▶ Short task:
Extract all of the data and reproduce it precisely.

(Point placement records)
+---+

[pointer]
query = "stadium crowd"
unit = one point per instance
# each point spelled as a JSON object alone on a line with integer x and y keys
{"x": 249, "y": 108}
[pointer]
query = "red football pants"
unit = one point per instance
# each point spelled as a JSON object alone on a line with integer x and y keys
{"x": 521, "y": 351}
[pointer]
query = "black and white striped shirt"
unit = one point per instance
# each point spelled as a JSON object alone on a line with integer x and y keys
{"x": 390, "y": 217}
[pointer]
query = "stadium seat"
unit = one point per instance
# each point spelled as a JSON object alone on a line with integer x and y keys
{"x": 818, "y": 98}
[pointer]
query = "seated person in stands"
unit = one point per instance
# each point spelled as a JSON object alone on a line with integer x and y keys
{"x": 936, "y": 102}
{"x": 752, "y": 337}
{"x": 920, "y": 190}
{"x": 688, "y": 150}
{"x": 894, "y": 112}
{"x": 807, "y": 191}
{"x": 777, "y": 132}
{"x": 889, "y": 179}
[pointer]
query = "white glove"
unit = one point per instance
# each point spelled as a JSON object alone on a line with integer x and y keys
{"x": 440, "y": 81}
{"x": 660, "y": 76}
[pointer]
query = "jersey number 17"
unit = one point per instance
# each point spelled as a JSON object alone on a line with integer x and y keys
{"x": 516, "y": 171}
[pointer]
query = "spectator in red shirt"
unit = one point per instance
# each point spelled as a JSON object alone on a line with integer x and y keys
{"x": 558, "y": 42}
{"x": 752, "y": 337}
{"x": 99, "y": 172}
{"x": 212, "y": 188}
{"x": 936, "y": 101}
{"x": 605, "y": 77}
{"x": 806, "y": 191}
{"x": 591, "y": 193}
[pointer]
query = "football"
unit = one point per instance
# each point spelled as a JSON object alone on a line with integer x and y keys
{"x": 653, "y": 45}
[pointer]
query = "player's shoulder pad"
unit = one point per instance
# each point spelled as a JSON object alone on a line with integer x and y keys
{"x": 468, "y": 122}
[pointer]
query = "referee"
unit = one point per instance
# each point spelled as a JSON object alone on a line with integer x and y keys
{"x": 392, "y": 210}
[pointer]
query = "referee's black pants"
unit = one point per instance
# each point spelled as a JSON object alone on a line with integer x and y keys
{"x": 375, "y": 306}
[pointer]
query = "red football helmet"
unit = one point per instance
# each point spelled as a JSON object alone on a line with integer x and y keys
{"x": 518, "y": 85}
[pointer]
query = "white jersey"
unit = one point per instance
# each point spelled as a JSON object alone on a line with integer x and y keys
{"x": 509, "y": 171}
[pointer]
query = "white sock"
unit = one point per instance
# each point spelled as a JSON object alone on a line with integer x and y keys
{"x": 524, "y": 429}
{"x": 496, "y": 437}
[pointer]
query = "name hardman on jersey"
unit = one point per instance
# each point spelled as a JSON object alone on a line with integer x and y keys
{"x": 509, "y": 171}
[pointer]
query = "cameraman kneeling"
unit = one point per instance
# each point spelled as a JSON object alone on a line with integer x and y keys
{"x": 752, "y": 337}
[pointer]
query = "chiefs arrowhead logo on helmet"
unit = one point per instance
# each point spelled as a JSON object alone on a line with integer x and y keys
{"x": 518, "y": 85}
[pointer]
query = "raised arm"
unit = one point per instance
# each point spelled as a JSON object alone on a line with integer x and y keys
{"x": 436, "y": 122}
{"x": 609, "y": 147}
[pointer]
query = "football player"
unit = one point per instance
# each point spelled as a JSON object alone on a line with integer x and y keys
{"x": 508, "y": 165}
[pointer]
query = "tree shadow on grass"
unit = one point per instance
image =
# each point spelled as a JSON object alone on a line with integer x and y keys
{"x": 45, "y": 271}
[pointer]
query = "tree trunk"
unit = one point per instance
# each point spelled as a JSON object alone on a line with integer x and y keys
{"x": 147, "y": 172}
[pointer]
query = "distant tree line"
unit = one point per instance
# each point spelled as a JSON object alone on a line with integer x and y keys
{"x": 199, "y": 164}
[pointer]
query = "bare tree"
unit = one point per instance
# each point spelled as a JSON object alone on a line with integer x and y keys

+---+

▶ Response:
[pointer]
query = "stadium crowd"
unit = one point per instance
# each point spelled as a JSON object alone on a line with integer x and y keys
{"x": 249, "y": 108}
[pointer]
query = "red football pants"
unit = one point per instance
# each point spelled as a JSON object alone on a line with integer x and y keys
{"x": 521, "y": 351}
[pointer]
query = "black and white striped shirt"
unit = one point per instance
# each point spelled as a JSON object alone on a line with integer x and y keys
{"x": 390, "y": 217}
[pointer]
query = "stadium seat"
unit = one point per instance
# each point spelled as a JSON object alone on a line with integer x and y keys
{"x": 818, "y": 98}
[pointer]
query = "seated person in stands"
unit = one point per instance
# each point spelled as a JSON object alone on a line with integer x and y keys
{"x": 936, "y": 102}
{"x": 752, "y": 337}
{"x": 920, "y": 190}
{"x": 688, "y": 150}
{"x": 894, "y": 112}
{"x": 807, "y": 191}
{"x": 777, "y": 132}
{"x": 889, "y": 179}
[pointer]
query = "white glove"
unit = one point per instance
# each point spelled as a JSON object alone on a line with integer x and y keys
{"x": 440, "y": 81}
{"x": 660, "y": 76}
[pointer]
query = "jersey number 17"
unit = one point per instance
# each point spelled as a JSON object alone on a line with integer x and y keys
{"x": 516, "y": 171}
[pointer]
query = "spectator in red shirt"
unit = one point per instance
# each point spelled as a JSON object alone on a line with integer x and y keys
{"x": 558, "y": 42}
{"x": 752, "y": 337}
{"x": 99, "y": 172}
{"x": 212, "y": 188}
{"x": 936, "y": 101}
{"x": 605, "y": 77}
{"x": 806, "y": 191}
{"x": 591, "y": 193}
[pointer]
query = "football"
unit = one point per instance
# each point spelled as a JSON object alone on a line with integer x and y keys
{"x": 653, "y": 45}
[pointer]
query = "player's shoulder pad"
unit = one point per instance
# each point spelled as a JSON object alone on a line with integer x and y keys
{"x": 468, "y": 122}
[pointer]
query = "referee"
unit = one point per instance
# each point spelled as a JSON object alone on a line with integer x and y keys
{"x": 392, "y": 210}
[pointer]
query = "referee's black pants"
unit = one point per instance
# each point spelled as a JSON object alone on a line with integer x and y keys
{"x": 375, "y": 306}
[pointer]
query = "red football helmet"
unit = one point per instance
# each point spelled as a JSON object alone on a line with integer x and y keys
{"x": 518, "y": 85}
[pointer]
query = "white jersey"
unit = one point per instance
# each point spelled as a JSON object alone on a line with integer x and y keys
{"x": 509, "y": 171}
[pointer]
query = "white sock"
unit = one point per instance
# each point spelled as a JSON object alone on a line with integer x and y keys
{"x": 524, "y": 429}
{"x": 496, "y": 437}
[pointer]
query = "name hardman on jersey"
unit = one point per instance
# each point spelled as a JSON object alone on a line with integer x and y keys
{"x": 509, "y": 171}
[pointer]
query = "cameraman kneeling"
unit = one point per instance
# each point spelled as a JSON object alone on a line with integer x and y keys
{"x": 752, "y": 337}
[pointer]
query = "chiefs arrowhead logo on helmet"
unit = one point per instance
# each point spelled as a JSON object alone on a line with integer x and y keys
{"x": 518, "y": 85}
[pointer]
query = "raised arm"
unit = one point per instance
# each point spelled as a JSON object alone on a line with integer x and y keys
{"x": 436, "y": 122}
{"x": 609, "y": 147}
[pointer]
query = "football player"
unit = one point per instance
# each point spelled as a JSON object alone on a line with integer x and y keys
{"x": 508, "y": 165}
[pointer]
query = "tree shadow on grass"
unit = one point per instance
image =
# each point spelled as a JSON object alone on a line with integer x and y keys
{"x": 45, "y": 271}
[pointer]
query = "tree trunk"
unit = one point per instance
# each point spelled as a JSON object alone on a line with integer x and y keys
{"x": 147, "y": 172}
[pointer]
query = "distant tree line"
unit = one point per instance
# each point spelled as a JSON object alone on a line with integer x and y keys
{"x": 199, "y": 164}
[pointer]
query = "bare tree"
unit = one point per instance
# each point spelled as a JSON object alone on a line with integer x and y keys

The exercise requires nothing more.